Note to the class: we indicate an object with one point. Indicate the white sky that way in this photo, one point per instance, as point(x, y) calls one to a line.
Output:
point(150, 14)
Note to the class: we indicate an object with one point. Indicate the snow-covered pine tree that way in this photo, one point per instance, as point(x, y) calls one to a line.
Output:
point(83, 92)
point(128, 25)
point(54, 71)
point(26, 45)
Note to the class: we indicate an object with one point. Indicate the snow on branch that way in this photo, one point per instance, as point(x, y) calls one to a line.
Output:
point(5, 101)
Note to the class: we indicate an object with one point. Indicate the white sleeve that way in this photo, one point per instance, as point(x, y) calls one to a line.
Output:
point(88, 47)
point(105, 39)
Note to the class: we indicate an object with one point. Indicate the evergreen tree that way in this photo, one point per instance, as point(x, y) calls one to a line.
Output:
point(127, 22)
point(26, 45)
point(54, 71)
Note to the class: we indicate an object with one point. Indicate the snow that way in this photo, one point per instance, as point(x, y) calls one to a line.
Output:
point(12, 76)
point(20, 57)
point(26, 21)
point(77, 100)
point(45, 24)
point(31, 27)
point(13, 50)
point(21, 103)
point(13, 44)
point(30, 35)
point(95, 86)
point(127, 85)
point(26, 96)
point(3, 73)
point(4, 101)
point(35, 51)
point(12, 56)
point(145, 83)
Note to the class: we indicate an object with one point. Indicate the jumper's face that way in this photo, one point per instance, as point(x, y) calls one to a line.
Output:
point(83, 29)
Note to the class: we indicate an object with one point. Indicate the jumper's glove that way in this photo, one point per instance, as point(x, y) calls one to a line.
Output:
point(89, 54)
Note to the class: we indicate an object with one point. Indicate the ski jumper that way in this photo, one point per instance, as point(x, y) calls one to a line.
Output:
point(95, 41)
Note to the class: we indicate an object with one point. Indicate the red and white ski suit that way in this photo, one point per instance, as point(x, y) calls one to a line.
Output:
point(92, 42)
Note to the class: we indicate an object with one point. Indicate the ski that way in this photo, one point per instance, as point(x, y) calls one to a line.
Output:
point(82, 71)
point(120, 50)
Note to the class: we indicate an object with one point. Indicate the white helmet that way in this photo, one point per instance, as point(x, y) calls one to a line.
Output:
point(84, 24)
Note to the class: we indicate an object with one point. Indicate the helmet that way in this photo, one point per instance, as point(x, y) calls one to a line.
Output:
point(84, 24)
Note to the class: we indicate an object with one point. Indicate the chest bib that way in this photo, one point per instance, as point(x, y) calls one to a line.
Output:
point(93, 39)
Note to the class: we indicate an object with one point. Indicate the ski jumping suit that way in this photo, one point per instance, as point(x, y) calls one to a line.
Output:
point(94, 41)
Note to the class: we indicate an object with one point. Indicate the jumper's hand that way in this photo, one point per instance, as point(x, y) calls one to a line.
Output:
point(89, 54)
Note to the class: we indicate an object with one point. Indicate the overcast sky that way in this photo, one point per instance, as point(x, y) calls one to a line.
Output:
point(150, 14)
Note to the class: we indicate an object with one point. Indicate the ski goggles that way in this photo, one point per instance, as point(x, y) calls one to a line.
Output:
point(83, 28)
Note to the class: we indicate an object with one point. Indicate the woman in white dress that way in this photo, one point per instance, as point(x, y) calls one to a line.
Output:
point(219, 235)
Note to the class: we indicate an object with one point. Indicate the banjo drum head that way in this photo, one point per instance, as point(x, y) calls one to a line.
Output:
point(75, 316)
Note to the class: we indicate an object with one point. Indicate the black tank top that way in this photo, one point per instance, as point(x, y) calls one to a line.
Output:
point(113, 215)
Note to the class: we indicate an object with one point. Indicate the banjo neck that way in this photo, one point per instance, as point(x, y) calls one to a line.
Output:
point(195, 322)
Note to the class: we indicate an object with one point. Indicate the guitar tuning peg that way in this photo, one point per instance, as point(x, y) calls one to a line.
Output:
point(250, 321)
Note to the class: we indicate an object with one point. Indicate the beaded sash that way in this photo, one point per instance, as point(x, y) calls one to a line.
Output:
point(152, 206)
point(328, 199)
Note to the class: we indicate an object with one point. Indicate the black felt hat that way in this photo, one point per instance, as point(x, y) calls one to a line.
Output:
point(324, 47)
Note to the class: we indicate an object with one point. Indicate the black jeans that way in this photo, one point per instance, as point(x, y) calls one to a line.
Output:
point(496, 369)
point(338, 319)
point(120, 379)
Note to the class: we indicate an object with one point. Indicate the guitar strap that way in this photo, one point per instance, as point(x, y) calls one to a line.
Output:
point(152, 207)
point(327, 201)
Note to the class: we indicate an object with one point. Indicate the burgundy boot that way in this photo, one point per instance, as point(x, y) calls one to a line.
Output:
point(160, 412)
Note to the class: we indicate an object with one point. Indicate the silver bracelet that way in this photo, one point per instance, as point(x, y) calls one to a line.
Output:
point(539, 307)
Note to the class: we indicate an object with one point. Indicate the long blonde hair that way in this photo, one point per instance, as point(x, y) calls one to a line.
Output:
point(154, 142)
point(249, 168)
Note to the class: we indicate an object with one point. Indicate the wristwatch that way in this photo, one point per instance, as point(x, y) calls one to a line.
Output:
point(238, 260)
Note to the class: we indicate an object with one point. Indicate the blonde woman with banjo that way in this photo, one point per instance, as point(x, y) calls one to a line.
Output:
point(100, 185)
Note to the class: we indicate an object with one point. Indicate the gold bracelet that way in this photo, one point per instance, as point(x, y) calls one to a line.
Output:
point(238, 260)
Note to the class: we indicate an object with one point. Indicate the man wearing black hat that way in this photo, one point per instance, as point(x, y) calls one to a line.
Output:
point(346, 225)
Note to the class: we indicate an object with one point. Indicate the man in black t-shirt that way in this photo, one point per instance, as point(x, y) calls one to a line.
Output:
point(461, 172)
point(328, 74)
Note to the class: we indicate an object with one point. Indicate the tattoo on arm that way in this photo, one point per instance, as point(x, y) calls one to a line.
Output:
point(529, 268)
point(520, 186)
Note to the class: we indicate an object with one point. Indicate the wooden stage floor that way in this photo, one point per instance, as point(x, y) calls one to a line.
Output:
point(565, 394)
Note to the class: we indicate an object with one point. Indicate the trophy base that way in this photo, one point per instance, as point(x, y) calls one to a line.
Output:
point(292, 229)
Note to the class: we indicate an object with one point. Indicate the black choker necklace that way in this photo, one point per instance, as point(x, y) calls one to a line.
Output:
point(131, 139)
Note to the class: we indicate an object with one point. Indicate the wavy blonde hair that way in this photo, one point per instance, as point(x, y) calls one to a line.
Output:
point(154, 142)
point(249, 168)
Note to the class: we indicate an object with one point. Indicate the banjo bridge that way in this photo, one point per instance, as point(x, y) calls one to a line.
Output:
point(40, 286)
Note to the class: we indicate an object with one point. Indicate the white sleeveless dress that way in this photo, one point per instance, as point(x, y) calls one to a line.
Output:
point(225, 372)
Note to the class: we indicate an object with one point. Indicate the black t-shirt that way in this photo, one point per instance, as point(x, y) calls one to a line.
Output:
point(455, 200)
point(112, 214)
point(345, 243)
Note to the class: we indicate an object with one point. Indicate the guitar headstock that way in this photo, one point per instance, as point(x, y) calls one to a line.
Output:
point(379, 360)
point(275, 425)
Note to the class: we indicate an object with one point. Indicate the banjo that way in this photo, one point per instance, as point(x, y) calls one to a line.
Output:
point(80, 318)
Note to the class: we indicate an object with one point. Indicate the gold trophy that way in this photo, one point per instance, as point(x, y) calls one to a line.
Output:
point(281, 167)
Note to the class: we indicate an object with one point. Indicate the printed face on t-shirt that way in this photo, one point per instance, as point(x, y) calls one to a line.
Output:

- - - - -

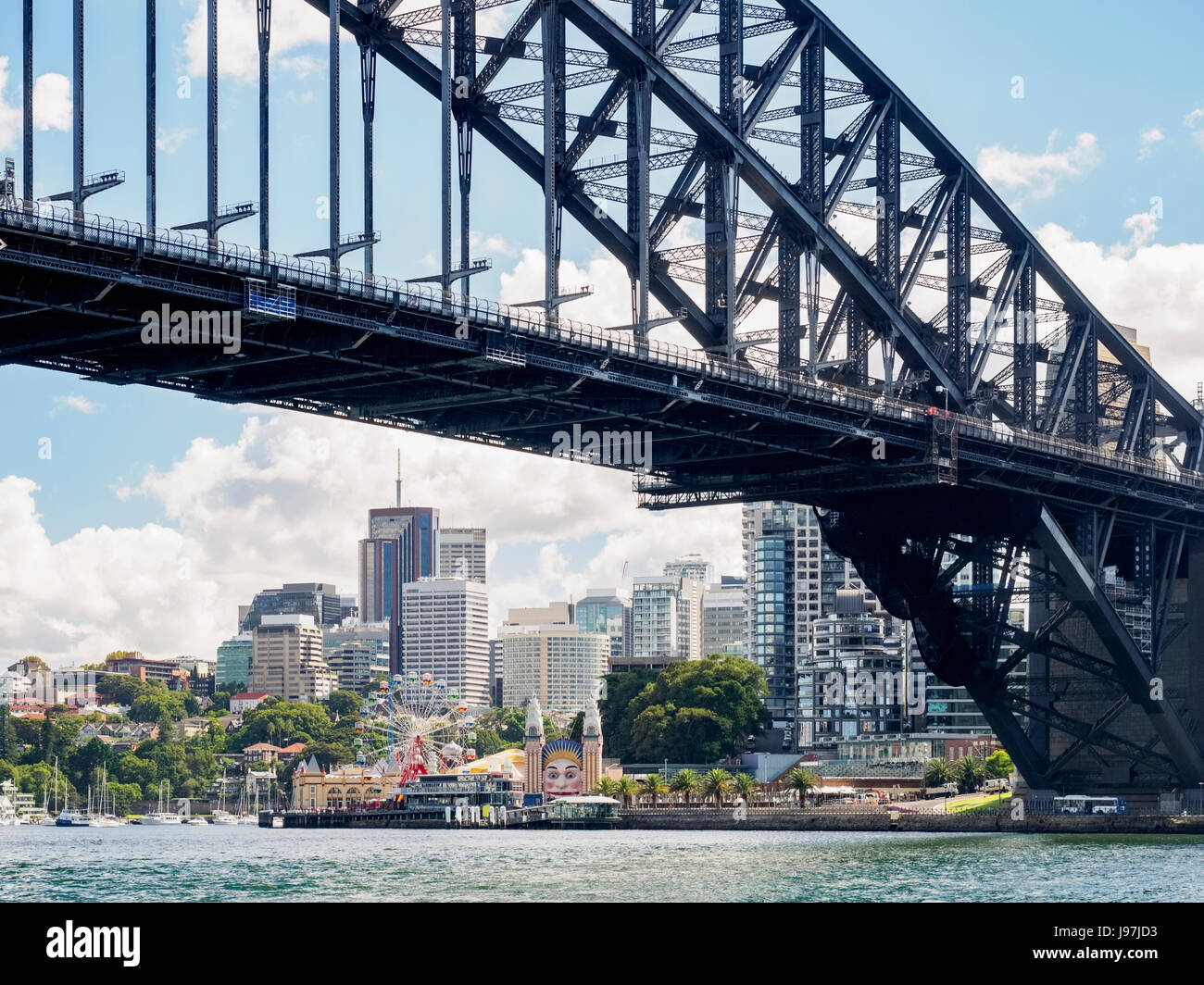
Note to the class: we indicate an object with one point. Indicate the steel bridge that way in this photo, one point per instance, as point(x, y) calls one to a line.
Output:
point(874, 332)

- - - - -

▶ **SHORT EXERCISE**: Print the lines of the material above word for word, from the line containing "the banjo that" up to and including the line containing "point(281, 167)".

▶ **EXERCISE RESULT**:
Note to the class: we indicate an object with one point. Indicate the banjo that way in this photo, one point per instance, as point(x, y) calls one to a line.
Output:
point(80, 318)
Note to the class: we indicate an object with one point. Indicate the gold trophy that way in this photo, one point per instance, as point(x, y) calls one to a line.
Output:
point(281, 167)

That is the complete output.